> **The task**
Put the records, starting at their first line and ending at the line that contains "holes by even-odd", into a numbered list, omitting blank lines and leaving the pictures out.
** Begin **
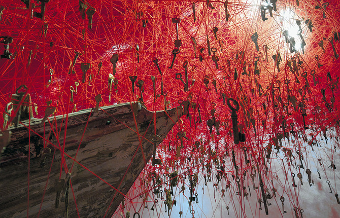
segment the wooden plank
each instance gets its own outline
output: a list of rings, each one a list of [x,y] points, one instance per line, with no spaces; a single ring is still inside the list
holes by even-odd
[[[40,127],[40,120],[36,120],[31,122],[30,131],[22,125],[11,129],[11,140],[1,159],[0,217],[27,216],[28,168],[29,217],[37,217],[41,204],[40,217],[64,217],[64,202],[60,201],[59,207],[55,208],[55,184],[59,179],[62,157],[71,170],[76,154],[79,163],[74,163],[71,181],[80,217],[112,216],[123,194],[127,193],[151,157],[154,114],[140,105],[135,123],[129,103],[101,109],[104,111],[99,110],[97,115],[91,116],[90,110],[70,114],[67,122],[65,117],[58,116],[52,122],[53,128],[49,125],[46,125],[45,129]],[[157,134],[162,140],[181,115],[181,110],[177,108],[156,113]],[[52,137],[49,135],[50,132]],[[44,168],[40,167],[42,136],[55,146],[51,147],[54,151],[47,155]],[[63,150],[67,155],[62,155]],[[62,179],[65,177],[64,172],[63,169]],[[69,201],[69,217],[78,217],[71,189]]]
** End **
> **Correct response**
1. segment the wooden plank
2. each instance gets its own outline
3. output: a list of rings, each one a list of [x,y] points, one instance per line, with no spaces; a single ring is still inside the list
4. holes by even-odd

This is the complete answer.